═══ Extracted entries ═══

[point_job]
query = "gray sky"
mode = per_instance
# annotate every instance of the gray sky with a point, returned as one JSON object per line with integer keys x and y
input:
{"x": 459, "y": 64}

═══
═══ Extracted entries ═══

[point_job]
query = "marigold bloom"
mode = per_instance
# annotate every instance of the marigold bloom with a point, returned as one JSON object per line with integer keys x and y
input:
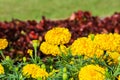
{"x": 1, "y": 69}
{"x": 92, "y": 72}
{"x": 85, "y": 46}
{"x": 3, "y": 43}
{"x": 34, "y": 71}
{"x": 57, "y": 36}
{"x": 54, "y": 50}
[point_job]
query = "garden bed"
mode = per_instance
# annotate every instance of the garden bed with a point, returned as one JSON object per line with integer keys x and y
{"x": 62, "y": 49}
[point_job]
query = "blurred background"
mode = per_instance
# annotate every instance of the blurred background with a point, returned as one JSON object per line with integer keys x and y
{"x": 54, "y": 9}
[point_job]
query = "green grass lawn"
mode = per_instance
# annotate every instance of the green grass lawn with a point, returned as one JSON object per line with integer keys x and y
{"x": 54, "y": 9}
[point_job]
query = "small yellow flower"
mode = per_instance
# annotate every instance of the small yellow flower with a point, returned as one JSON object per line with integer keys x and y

═══
═══ Extracted entries ═══

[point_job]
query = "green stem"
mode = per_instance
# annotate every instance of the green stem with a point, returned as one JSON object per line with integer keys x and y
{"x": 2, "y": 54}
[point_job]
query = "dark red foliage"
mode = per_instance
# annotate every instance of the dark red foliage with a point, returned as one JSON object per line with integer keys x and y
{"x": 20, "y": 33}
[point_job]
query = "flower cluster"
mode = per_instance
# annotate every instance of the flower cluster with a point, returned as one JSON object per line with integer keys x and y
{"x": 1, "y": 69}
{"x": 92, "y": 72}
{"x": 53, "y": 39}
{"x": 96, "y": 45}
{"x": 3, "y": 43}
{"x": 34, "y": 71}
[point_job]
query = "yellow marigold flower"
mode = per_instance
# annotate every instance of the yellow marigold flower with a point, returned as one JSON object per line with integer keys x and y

═══

◆ **Task instructions**: Copy out each line from the preceding entries that mentions the word "small".

◆ **Response**:
query = "small yellow flower"
# annotate every instance of the small yellow flower with a point, returned as one JSON object per line with integer keys x and y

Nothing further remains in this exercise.